▶ Ação necessária A
Segundo o trecho da página, quantos operários estrangeiros foram encontrados em condições chocantes em junho de 2021?
▶ Ação necessária B
Reescreva todo o trecho da página que vai de "Meses depois, vinte" até "ganhar as manchetes.", trocando "imigrantes" por "migrantes".

▶ Trecho da página
----------------

Em junho de 2021, mais de cinquenta operários estrangeiros foram encontrados em condições “chocantes”: espaços imundos e pequenos, grades nas janelas, sem extintores ou detectores de incêndio, botijões de gás nos quartos onde quatro a seis pessoas dormiam. Os trabalhadores se queixaram de agressões físicas por parte do capataz. Após a prefeitura intervir, os operários em questão desapareceram.
Meses depois, vinte trabalhadores imigrantes reclamaram a um sindicato local sobre atraso de semanas em seus salários. As condições também eram precárias: carga-horária abusiva, espaços superlotados, acomodações infestadas de insetos. Um operário foi demitido três semanas após começar o serviço, simplesmente por pedir para ir ao banheiro. Quando solicitou a rescisão de seu contrato, seus empregadores lhe disseram: “Vá embora ou quebraremos seu pescoço!”
Com a Copa do Mundo FIFA 2022 prestes a começar, histórias de exploração do trabalho contra imigrantes vulneráveis voltaram a ganhar as manchetes.

----------------

▶ Dados disponíveis
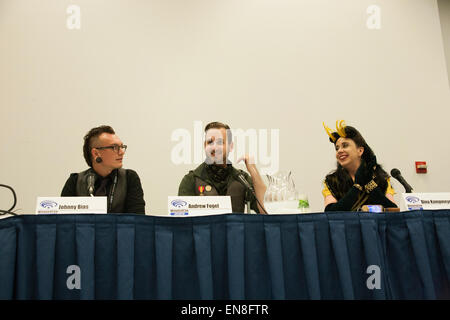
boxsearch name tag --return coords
[402,192,450,210]
[36,197,108,214]
[168,196,233,216]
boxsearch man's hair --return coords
[205,121,233,144]
[83,126,116,167]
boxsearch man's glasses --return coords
[95,144,128,153]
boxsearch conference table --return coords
[0,210,450,300]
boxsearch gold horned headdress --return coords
[322,120,347,143]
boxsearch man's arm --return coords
[178,171,196,196]
[61,173,78,197]
[125,169,145,214]
[237,154,267,213]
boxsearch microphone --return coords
[87,173,95,197]
[391,168,412,193]
[236,172,255,193]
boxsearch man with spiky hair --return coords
[61,126,145,214]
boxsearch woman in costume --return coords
[322,120,397,211]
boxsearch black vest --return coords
[76,168,127,213]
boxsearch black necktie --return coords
[95,178,109,196]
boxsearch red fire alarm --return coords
[416,161,427,173]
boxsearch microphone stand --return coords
[0,184,17,216]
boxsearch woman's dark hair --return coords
[83,126,116,168]
[325,126,389,200]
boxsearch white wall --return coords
[0,0,450,214]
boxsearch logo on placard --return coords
[40,200,58,209]
[406,196,420,203]
[171,199,187,208]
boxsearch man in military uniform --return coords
[61,126,145,214]
[178,122,267,213]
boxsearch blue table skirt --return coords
[0,210,450,299]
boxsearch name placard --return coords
[402,192,450,210]
[36,197,108,214]
[168,196,233,216]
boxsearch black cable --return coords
[0,184,17,216]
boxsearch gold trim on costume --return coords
[322,120,347,143]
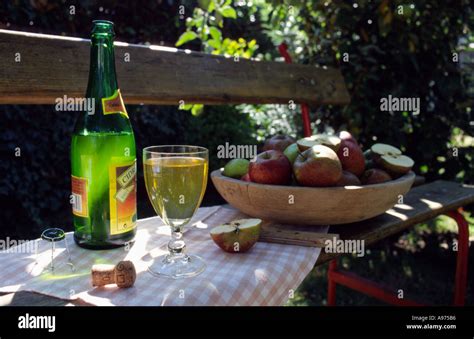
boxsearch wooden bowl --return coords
[211,170,415,225]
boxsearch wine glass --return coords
[143,145,209,279]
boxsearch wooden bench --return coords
[0,30,474,305]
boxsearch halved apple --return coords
[210,219,262,253]
[297,134,341,153]
[380,154,415,175]
[370,144,402,156]
[370,144,415,177]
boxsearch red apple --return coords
[293,145,342,186]
[339,131,357,144]
[360,168,392,185]
[337,139,365,177]
[263,134,295,152]
[249,150,291,185]
[240,173,252,182]
[336,171,361,186]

----------------

▶ Resposta A
Mais de cinquenta operários estrangeiros.

▶ Resposta B
Meses depois, vinte trabalhadores migrantes reclamaram a um sindicato local sobre atraso de semanas em seus salários. As condições também eram precárias: carga-horária abusiva, espaços superlotados, acomodações infestadas de insetos. Um operário foi demitido três semanas após começar o serviço, simplesmente por pedir para ir ao banheiro. Quando solicitou a rescisão de seu contrato, seus empregadores lhe disseram: “Vá embora ou quebraremos seu pescoço!”
Com a Copa do Mundo FIFA 2022 prestes a começar, histórias de exploração do trabalho contra migrantes vulneráveis voltaram a ganhar as manchetes.